═════ Document text

No matter how you store food (unless it’s in the freezer), it always get moldy eventually. How does this happen? Mold is a fungus, and fungi spread through spores, right? So are these mold spores just everywhere all the time, looking for food? If so, then does that mean that mold is on everything we eat, but it’s just not toxic until you can see it? And why does refrigeration slow down this process?
In: 670
They’re everywhere. Always.
Your average cubic meter of air has 500 mold spores and 100,000 bacteria/virus particles. The minute those spores and bacteria hit something edible they’re going to start to multiply.
You can delay it (freezing, drying, smoking, salting/sugaring to create an osmotic effect etc), fight it (by for example introducing friendly bacteria/spores. Like kim chi or blue cheese) but the only way to hold off mold/bacteria indefinitely is to hermetically seal the container and then kill everything inside (canning. In which case the food only goes bad when it chemically dissolves).
It’s already there! It’s also all over your kitchen, but it takes a while to get to grow enough to be at dangerous levels.
Fun fact: the microbes that are responsible for making food mushy and gross and smelly are usually not the same microbes that can get you sick. However, they all grow well in similar conditions, so rotten-looking food is usually a good indicator that it also has the toxic stuff in it, too. Evolution taught us that they go hand in hand, so we learned to be repulsed by rotten food.
I make sourdough and beer as a hobby, from a decade before the pandemic, I feel compelled to add 🙂 and most of these comments are pretty close: mold is everywhere. They aren’t mentioning the most key part though.
When you make a sourdough starter people say you “capture the cultures from the air” but by and large that’s not really right. For one thing this seems like it would create huge differences in the flavor and activity level of the culture, but making a sourdough starter feels more consistent than this – you almost always end up with bread yeast instead of black mold or Shiitake mushrooms or what have you.

══════════
═════ Source material

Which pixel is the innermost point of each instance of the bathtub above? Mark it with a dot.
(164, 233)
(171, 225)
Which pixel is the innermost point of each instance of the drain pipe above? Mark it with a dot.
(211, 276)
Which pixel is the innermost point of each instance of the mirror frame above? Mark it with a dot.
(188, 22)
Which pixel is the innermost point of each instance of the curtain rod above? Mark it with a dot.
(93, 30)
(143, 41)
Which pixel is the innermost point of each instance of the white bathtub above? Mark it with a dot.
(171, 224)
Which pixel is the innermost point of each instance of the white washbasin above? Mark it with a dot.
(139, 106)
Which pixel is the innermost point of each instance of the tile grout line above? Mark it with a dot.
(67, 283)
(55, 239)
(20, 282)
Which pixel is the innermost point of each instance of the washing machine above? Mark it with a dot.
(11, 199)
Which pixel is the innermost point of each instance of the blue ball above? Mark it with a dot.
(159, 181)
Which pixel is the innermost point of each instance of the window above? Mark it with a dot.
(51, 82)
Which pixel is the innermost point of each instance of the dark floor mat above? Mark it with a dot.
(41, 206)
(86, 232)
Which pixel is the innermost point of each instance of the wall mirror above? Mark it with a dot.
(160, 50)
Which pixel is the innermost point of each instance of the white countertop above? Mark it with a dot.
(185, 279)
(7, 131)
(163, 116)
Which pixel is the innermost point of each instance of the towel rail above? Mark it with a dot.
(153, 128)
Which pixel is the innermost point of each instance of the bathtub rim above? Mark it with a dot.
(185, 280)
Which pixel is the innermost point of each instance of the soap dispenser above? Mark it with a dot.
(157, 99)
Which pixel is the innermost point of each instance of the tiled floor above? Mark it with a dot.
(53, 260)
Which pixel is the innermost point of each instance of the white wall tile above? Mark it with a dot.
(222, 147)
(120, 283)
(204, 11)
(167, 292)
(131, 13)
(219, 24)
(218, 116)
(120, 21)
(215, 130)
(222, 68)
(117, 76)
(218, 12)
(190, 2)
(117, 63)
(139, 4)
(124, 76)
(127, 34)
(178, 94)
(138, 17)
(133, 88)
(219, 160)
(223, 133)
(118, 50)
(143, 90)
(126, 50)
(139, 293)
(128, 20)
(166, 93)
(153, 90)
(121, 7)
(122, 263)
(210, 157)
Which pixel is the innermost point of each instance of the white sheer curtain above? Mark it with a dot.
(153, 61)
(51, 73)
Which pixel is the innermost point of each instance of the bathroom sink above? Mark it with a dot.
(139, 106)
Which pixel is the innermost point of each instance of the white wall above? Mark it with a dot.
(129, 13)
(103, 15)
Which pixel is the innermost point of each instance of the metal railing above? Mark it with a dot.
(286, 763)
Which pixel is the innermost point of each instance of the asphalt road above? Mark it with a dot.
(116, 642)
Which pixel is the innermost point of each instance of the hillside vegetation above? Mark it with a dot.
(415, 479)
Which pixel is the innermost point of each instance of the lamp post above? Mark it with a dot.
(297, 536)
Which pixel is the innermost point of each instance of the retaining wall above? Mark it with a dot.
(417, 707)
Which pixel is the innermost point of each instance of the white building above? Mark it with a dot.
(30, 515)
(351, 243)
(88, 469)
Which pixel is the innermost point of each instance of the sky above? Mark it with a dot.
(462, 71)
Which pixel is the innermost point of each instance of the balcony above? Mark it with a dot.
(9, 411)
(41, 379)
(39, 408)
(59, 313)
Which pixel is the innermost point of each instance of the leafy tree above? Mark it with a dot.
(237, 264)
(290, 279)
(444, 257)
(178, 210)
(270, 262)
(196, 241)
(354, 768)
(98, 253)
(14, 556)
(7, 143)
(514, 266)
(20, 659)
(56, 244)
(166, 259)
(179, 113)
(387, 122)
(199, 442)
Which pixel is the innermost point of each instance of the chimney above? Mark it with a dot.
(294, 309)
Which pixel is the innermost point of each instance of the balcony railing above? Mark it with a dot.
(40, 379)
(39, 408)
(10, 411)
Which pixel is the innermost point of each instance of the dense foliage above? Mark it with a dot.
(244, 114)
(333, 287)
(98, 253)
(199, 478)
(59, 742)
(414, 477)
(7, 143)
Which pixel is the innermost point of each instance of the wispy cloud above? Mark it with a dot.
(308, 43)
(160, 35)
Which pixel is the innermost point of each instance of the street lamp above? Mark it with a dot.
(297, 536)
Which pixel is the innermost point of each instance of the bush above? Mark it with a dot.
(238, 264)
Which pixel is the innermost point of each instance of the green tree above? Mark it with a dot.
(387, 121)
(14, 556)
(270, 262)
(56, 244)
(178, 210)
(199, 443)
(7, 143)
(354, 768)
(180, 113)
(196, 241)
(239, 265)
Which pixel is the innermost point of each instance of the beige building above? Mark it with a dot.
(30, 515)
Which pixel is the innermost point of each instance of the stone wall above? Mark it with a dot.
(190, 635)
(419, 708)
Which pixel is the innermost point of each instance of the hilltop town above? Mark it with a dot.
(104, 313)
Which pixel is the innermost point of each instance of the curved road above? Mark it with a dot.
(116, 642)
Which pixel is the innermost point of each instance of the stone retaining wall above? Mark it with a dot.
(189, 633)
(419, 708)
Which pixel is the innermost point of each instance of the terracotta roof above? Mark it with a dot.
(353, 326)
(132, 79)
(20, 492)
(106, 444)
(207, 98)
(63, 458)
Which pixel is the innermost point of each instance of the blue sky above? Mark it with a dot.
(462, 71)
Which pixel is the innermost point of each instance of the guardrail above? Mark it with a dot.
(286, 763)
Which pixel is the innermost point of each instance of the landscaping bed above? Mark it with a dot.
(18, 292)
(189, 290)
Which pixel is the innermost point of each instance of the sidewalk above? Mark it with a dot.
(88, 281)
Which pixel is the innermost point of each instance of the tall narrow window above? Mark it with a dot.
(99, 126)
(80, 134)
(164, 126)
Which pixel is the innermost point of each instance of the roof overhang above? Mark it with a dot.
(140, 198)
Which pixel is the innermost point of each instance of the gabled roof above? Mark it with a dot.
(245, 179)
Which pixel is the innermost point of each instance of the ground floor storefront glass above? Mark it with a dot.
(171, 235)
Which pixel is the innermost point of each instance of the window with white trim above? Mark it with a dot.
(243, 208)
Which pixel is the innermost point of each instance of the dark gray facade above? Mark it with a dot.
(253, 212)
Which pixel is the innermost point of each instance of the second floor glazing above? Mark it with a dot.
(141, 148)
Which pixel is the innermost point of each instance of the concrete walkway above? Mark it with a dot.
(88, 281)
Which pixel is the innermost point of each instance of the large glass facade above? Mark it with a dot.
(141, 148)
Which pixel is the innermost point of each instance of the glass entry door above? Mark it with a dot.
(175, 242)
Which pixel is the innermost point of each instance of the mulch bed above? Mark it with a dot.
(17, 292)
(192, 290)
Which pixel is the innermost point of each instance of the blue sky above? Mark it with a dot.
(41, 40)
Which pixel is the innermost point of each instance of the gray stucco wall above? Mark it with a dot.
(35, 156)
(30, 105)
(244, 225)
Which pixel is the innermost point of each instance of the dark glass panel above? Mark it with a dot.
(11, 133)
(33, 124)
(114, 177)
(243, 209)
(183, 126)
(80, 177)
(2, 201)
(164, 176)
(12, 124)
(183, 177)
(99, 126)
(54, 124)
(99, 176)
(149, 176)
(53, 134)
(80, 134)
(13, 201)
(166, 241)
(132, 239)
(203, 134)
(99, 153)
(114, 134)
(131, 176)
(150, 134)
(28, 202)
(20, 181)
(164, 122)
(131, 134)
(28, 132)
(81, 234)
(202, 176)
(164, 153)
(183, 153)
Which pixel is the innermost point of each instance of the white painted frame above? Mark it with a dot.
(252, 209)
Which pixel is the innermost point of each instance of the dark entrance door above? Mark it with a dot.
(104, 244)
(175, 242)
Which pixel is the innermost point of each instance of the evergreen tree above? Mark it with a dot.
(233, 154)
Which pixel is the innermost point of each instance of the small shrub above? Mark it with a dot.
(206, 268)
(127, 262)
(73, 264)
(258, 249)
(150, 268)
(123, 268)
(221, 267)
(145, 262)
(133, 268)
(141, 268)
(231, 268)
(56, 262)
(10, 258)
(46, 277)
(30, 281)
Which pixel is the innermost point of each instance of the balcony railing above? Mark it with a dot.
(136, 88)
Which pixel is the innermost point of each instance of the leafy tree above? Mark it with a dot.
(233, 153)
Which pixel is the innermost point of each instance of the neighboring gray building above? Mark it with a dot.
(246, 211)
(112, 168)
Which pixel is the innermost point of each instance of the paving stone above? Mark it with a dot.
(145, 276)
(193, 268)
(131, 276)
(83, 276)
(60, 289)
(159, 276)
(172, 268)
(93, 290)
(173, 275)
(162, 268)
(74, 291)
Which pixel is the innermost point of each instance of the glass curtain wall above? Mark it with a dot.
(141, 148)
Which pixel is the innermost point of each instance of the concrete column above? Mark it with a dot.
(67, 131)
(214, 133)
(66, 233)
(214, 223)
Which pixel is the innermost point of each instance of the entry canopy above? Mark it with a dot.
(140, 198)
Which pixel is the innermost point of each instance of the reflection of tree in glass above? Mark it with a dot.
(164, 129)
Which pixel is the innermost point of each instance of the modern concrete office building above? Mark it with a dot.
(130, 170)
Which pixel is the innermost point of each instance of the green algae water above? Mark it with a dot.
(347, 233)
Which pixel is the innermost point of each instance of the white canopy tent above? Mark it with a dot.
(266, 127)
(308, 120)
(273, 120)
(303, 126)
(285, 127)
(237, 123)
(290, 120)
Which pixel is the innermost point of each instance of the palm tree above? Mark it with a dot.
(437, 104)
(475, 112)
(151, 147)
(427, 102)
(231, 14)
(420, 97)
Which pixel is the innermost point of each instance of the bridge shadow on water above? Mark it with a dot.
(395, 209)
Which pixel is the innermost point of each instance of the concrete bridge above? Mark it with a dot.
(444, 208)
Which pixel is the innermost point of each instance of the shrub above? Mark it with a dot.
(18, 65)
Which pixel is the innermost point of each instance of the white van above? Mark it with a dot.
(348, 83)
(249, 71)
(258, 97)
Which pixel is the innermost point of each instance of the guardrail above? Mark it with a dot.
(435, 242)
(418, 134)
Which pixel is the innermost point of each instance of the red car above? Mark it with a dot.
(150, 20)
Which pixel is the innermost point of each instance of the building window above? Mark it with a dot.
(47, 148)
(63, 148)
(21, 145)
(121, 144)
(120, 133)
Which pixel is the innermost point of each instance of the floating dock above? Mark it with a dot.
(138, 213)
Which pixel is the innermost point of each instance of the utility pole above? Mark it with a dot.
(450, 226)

══════════

Work instructions.
a) Summarize the text about food mold in two sentences.
b) In the text about food mold, restate the part that opens with the words containing "It’s already there!" and closes with "by rotten food.", renaming "microbes" as "germs".
The rows were taken from a separate source.

Answers for the exercise.
a) Mold spores and bacteria are everywhere, with an average cubic meter of air holding about 500 mold spores and 100,000 bacteria or virus particles, and they begin to multiply as soon as they reach something edible. Freezing, drying, smoking, or salting can delay them, but the only way to hold them off indefinitely is to hermetically seal a container and kill everything inside, as in canning.

b)
It’s already there! It’s also all over your kitchen, but it takes a while to get to grow enough to be at dangerous levels.
Fun fact: the germs that are responsible for making food mushy and gross and smelly are usually not the same germs that can get you sick. However, they all grow well in similar conditions, so rotten-looking food is usually a good indicator that it also has the toxic stuff in it, too. Evolution taught us that they go hand in hand, so we learned to be repulsed by rotten food.